Passage given:
⁂

I've had tenants say "Oh my god, I didn't know there was construction here, it's noisy, it's dusty, I can't bear this, I want to move" and then I say didn't you see the disposal bin out front, the units that are at the bare stud stage, and aren't you in a newly-renovated unit yourself? How did you think that happens? "I don't care, I want to leave, give me all my money back." No. Sorry. You don't like it here, you can give appropriate notice and move out, but in the meantime you pay rent like everyone else.

Sometimes, though, it's the parents. Kid sees the apartment, loves it, starts measuring it for furniture, has a job and credit, puts down a deposit and rents it on their own.... mom and dad come see the apartment, don't like it, and then magically the kid doesn't want the apartment any more, gives no reason, wants their money back, argues with my super and I about it and then the parents start screaming about small claims court. (I had 1 of these last week.) How about let the kid handle this one? If he's old enough to rent an apartment, let him decide on it by himself.

Don't get me wrong, some of them are great. But a lot of them are used to having mom and dad do a lot for them that they should be capable of doing themselves.


----------



## MLeh (Dec 23, 2005)

Like everything else in life, it's a balance. You want to support them when they need it, but not shelter them from every little bump and lump in life.

Children learn from their parents' example - not what they say, but what they do. Too many parents refuse to take responsibility for their own choices in life, blaming others for everything, and likely the children will learn to do the same thing, based upon that example.


----------



## Mckitrick (Dec 25, 2005)

I'm with MazterCBlazter on this one. 

I think it's a cultural thing as well though.

⁂

Dataset excerpts:
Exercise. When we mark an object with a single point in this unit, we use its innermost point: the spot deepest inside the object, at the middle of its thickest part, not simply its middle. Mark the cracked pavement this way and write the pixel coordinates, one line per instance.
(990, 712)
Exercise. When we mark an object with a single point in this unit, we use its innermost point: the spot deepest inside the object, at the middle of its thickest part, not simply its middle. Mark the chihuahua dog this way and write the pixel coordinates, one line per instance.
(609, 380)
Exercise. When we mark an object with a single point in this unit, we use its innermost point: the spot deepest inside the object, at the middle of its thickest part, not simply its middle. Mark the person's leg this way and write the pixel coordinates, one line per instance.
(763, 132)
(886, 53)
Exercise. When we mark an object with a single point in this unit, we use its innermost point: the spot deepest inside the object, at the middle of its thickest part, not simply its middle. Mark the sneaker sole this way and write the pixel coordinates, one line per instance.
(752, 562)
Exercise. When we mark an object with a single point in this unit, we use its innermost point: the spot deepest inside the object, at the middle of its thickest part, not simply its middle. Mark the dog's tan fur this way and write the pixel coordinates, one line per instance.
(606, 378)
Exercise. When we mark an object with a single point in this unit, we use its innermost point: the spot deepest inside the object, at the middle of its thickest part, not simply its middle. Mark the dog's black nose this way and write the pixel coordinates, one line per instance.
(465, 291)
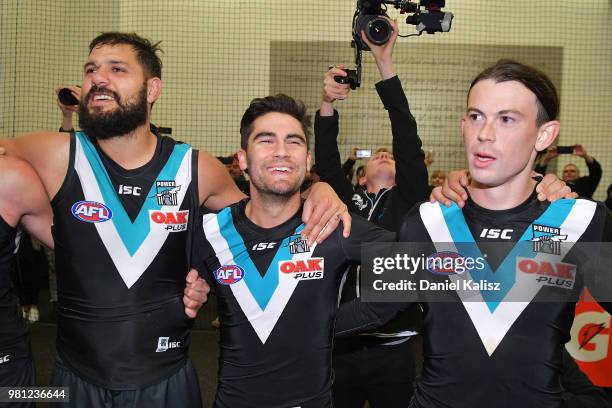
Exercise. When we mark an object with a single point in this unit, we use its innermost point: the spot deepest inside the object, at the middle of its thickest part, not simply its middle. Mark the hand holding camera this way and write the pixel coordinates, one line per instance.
(68, 98)
(336, 84)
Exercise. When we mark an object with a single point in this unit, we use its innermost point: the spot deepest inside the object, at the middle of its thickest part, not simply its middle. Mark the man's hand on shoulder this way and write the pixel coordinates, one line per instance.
(323, 211)
(454, 189)
(195, 293)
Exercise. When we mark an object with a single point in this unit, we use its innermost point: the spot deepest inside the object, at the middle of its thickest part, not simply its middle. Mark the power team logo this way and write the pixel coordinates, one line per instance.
(547, 240)
(547, 273)
(164, 344)
(307, 269)
(91, 211)
(167, 192)
(172, 221)
(229, 274)
(298, 245)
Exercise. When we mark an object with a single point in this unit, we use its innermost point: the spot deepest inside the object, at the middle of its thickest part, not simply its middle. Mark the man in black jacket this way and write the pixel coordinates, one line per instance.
(379, 366)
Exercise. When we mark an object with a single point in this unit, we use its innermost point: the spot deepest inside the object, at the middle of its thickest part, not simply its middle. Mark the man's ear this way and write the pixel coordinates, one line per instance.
(154, 86)
(242, 160)
(547, 133)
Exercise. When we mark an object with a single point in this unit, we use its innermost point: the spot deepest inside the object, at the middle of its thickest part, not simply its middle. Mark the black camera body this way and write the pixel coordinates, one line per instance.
(66, 97)
(427, 16)
(352, 78)
(369, 18)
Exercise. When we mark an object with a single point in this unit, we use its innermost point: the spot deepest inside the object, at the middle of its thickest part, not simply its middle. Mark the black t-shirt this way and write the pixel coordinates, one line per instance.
(488, 351)
(13, 331)
(277, 305)
(477, 355)
(121, 239)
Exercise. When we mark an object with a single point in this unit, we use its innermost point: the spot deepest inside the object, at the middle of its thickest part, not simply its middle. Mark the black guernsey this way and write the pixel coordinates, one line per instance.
(13, 331)
(121, 260)
(507, 354)
(278, 300)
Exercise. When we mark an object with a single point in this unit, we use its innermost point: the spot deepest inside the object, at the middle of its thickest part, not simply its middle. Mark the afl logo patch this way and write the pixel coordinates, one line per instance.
(229, 274)
(91, 211)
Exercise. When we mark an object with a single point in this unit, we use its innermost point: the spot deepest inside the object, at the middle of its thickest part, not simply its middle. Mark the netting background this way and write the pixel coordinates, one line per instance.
(220, 55)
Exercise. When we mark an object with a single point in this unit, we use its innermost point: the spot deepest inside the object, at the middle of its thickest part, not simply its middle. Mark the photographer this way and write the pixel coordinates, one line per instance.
(378, 367)
(583, 186)
(68, 110)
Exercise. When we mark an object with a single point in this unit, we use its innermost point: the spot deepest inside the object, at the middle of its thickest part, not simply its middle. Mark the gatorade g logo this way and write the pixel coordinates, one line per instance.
(303, 269)
(91, 211)
(555, 274)
(171, 221)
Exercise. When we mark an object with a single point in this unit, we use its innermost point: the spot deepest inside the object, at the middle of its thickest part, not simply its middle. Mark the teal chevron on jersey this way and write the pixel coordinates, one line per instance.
(505, 275)
(131, 233)
(261, 287)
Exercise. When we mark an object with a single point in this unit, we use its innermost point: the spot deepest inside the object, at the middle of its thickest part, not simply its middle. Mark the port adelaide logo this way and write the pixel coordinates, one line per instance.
(547, 240)
(229, 274)
(306, 269)
(298, 245)
(170, 221)
(167, 192)
(91, 211)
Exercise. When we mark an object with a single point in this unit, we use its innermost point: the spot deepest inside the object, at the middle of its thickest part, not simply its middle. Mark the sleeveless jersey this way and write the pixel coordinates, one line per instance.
(491, 352)
(13, 331)
(121, 239)
(277, 305)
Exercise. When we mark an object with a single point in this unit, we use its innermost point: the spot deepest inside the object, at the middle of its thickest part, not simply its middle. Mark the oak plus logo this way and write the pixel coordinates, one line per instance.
(548, 273)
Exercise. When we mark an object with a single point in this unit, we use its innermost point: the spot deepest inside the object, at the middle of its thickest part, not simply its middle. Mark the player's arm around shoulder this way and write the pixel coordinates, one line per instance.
(47, 152)
(216, 188)
(363, 232)
(24, 199)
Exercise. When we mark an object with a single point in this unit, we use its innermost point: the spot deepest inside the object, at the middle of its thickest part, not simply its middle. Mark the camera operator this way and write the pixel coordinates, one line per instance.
(378, 367)
(68, 110)
(583, 186)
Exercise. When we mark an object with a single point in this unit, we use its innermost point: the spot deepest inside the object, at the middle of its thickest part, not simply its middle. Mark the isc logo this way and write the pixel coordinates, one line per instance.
(557, 274)
(229, 274)
(496, 233)
(91, 211)
(303, 269)
(164, 344)
(173, 221)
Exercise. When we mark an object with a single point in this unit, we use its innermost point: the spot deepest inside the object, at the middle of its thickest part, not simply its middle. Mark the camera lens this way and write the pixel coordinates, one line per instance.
(378, 30)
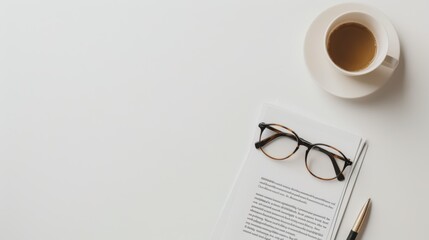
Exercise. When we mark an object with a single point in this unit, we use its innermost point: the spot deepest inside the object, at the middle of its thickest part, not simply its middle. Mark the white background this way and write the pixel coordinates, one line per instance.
(129, 119)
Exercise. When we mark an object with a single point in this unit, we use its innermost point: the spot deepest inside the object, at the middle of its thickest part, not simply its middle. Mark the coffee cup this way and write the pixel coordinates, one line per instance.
(356, 43)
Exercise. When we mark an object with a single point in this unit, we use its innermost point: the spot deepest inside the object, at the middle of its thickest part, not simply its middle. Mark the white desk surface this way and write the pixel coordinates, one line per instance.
(129, 119)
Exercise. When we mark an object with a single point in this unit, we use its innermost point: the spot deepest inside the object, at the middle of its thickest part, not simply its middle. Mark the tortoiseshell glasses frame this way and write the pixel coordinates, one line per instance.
(282, 131)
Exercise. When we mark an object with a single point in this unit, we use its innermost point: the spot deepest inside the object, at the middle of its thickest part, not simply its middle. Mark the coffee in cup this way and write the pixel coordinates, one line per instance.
(356, 44)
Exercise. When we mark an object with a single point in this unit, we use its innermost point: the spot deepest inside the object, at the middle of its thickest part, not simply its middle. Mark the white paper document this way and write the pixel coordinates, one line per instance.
(280, 199)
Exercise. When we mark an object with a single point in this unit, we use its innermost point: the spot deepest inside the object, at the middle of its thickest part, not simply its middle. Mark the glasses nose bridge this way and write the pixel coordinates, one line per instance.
(302, 141)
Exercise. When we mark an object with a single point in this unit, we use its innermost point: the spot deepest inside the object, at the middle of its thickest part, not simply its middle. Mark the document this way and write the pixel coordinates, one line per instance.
(280, 199)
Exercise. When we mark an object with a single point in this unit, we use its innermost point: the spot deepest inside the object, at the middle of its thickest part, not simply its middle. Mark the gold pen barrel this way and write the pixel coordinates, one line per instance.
(359, 221)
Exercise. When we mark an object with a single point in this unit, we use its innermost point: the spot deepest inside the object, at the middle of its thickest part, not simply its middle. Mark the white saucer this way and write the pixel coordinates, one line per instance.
(324, 73)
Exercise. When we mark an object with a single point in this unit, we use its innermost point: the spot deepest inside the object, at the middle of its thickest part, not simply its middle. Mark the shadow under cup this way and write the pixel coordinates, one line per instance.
(352, 37)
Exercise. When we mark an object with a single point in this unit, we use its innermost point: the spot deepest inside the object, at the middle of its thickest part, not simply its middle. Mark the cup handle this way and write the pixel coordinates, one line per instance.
(390, 62)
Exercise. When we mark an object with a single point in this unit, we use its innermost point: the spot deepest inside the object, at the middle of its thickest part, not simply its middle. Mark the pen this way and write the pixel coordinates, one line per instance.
(359, 221)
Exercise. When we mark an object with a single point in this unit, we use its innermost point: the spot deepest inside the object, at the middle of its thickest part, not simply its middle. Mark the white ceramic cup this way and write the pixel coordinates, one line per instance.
(381, 58)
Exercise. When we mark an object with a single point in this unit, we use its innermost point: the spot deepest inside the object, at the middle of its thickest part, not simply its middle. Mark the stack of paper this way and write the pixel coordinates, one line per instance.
(279, 200)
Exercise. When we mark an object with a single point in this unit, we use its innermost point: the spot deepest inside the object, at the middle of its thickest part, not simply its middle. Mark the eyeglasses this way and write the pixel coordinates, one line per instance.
(321, 160)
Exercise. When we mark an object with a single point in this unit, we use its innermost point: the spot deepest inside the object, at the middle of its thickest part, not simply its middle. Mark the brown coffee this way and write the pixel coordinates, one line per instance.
(352, 46)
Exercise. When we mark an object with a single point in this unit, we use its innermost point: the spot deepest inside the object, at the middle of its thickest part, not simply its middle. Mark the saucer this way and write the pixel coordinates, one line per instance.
(326, 75)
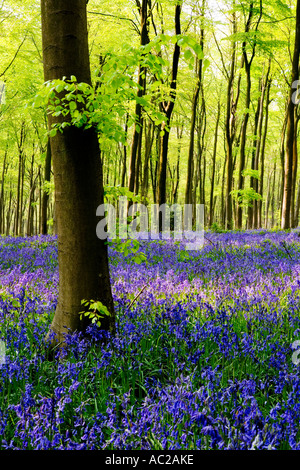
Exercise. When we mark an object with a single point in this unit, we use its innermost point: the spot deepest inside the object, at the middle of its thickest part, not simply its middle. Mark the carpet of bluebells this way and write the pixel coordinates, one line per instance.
(202, 357)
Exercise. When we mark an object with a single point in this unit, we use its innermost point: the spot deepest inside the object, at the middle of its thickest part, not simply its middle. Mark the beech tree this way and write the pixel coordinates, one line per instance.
(82, 257)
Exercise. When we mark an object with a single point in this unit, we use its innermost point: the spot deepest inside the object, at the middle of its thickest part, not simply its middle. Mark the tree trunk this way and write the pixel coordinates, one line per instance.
(167, 109)
(190, 165)
(45, 198)
(133, 183)
(82, 257)
(290, 134)
(211, 202)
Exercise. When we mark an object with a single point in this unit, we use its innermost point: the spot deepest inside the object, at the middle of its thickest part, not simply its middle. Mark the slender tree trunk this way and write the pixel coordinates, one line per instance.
(211, 202)
(45, 198)
(247, 62)
(167, 109)
(4, 170)
(133, 182)
(82, 257)
(190, 165)
(290, 133)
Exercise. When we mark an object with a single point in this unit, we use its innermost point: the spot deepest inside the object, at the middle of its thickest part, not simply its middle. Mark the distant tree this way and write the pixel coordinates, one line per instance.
(77, 168)
(291, 135)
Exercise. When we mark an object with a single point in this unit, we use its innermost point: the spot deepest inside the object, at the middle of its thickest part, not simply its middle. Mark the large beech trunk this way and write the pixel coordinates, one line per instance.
(82, 257)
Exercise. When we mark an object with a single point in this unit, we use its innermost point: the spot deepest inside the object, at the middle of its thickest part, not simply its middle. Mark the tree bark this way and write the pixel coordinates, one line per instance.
(133, 183)
(45, 198)
(290, 133)
(78, 179)
(167, 108)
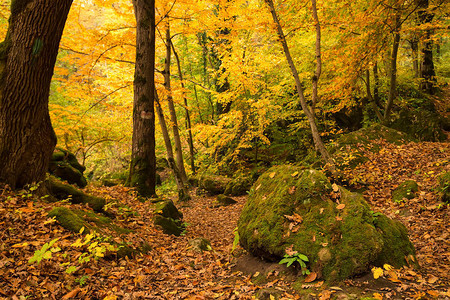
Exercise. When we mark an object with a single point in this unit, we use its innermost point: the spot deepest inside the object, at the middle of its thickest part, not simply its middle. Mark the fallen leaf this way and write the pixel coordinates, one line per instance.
(335, 187)
(377, 272)
(71, 294)
(378, 296)
(340, 206)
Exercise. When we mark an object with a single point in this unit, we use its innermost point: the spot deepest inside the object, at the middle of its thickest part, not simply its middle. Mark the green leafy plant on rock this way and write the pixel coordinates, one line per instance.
(45, 252)
(293, 256)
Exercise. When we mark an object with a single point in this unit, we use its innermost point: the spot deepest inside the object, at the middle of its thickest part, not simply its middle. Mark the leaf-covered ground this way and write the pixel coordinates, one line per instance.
(171, 269)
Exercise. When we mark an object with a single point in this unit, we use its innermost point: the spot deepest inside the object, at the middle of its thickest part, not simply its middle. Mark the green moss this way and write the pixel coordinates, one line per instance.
(213, 184)
(349, 149)
(396, 245)
(339, 243)
(168, 225)
(69, 219)
(64, 191)
(168, 209)
(406, 190)
(238, 186)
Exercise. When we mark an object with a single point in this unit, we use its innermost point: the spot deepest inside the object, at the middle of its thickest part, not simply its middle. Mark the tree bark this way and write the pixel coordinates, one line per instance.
(427, 73)
(173, 114)
(27, 58)
(315, 132)
(183, 193)
(393, 71)
(143, 162)
(188, 117)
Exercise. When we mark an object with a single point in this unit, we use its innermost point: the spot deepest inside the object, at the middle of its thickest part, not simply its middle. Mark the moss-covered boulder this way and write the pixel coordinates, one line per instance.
(200, 244)
(65, 165)
(69, 219)
(290, 207)
(349, 149)
(213, 184)
(222, 200)
(63, 191)
(422, 123)
(238, 186)
(168, 218)
(406, 190)
(444, 187)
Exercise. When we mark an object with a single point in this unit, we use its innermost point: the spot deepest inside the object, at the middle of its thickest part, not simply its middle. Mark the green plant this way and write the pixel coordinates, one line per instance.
(45, 252)
(293, 257)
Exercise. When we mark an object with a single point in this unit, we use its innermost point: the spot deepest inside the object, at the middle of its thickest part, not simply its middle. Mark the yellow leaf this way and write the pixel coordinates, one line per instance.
(20, 245)
(340, 206)
(335, 187)
(377, 272)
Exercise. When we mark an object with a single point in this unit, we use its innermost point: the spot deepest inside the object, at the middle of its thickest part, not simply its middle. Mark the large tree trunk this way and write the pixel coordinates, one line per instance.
(183, 193)
(27, 58)
(143, 163)
(315, 132)
(393, 71)
(173, 115)
(188, 117)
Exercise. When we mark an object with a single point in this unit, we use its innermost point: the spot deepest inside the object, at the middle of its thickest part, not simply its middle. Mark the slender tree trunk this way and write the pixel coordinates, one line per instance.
(173, 115)
(188, 117)
(315, 81)
(371, 99)
(315, 132)
(27, 58)
(415, 56)
(376, 86)
(143, 163)
(183, 193)
(393, 71)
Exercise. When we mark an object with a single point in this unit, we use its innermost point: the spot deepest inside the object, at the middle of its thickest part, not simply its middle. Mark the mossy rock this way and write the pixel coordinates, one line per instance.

⁂

Written request:
Answer these from the forum thread:
(a) What does the landlord say an unhappy tenant can do, and what must that tenant keep doing in the meantime?
(b) When did the landlord have one of the cases involving parents?
(c) Whose view does Mckitrick say they share?

Output of the exercise:
(a) The tenant can give appropriate notice and move out, but must keep paying rent like everyone else.
(b) Last week.
(c) MazterCBlazter's.